◆ WHAT YOU WILL DO ◆
Read through the records below and copy each line that uses the word "positive".
[[ DATASET RECORDS, beginning ]]
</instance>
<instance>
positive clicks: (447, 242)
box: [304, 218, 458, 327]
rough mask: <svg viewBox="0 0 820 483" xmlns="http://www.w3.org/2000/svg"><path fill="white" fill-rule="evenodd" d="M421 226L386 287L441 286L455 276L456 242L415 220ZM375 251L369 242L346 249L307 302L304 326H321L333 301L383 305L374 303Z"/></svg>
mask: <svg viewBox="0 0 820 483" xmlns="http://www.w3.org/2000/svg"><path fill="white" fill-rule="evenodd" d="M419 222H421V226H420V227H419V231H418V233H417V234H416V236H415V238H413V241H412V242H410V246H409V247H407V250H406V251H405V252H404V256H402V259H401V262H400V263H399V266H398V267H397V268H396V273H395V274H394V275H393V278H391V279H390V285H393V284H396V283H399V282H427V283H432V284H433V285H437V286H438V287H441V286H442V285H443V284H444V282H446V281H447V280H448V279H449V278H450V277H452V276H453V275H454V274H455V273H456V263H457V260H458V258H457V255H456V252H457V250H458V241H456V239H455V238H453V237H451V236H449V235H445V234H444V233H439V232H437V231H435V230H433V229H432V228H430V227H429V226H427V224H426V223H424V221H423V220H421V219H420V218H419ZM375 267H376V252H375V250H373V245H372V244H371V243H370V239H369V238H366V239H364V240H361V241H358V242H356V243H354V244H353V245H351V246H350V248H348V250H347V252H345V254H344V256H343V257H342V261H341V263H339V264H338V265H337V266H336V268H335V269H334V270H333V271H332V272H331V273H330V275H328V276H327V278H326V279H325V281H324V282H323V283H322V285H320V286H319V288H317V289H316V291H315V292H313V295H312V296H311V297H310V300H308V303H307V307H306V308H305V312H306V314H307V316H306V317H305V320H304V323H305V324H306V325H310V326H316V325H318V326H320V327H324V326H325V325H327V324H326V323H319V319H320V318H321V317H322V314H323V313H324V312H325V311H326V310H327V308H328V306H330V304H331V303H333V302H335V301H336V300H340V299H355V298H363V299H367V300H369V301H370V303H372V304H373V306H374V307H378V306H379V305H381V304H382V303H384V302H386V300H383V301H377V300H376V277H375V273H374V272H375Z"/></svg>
[[ DATASET RECORDS, end ]]
[[ DATASET RECORDS, beginning ]]
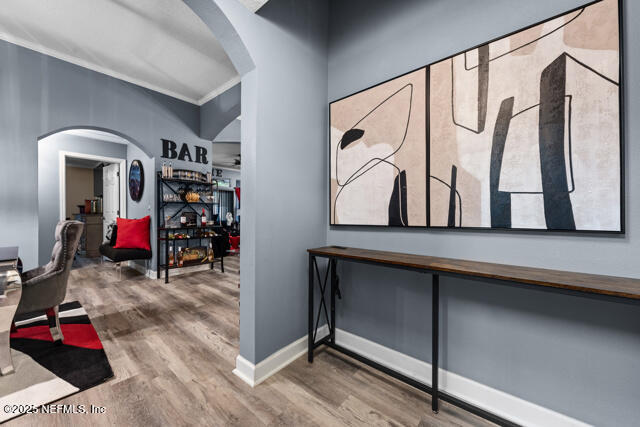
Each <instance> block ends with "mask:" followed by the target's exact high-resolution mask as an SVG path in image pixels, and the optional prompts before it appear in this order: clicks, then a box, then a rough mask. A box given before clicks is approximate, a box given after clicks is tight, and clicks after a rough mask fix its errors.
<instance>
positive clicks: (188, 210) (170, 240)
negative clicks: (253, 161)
[[ DATASET RECORDS, end ]]
[[ DATASET RECORDS, beginning ]]
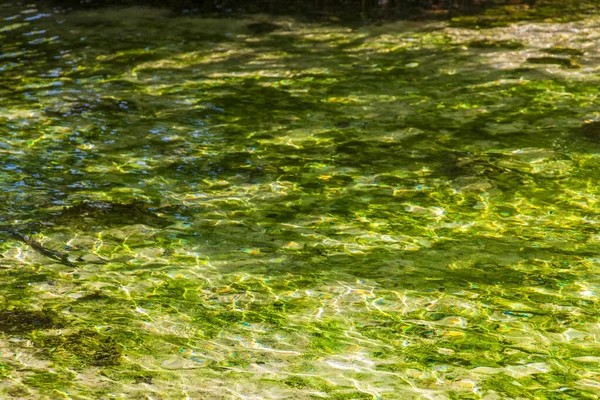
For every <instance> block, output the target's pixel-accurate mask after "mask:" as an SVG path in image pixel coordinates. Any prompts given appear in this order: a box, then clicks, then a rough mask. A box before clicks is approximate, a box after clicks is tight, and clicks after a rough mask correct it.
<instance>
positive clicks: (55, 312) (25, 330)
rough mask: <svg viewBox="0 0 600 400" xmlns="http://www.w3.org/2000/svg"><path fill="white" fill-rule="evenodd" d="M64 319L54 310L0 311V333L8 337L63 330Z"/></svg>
[[ DATASET RECORDS, end ]]
◆ EXPECTED OUTPUT ◆
positive clicks: (447, 242)
positive clicks: (188, 210) (170, 240)
positive clicks: (55, 312) (25, 330)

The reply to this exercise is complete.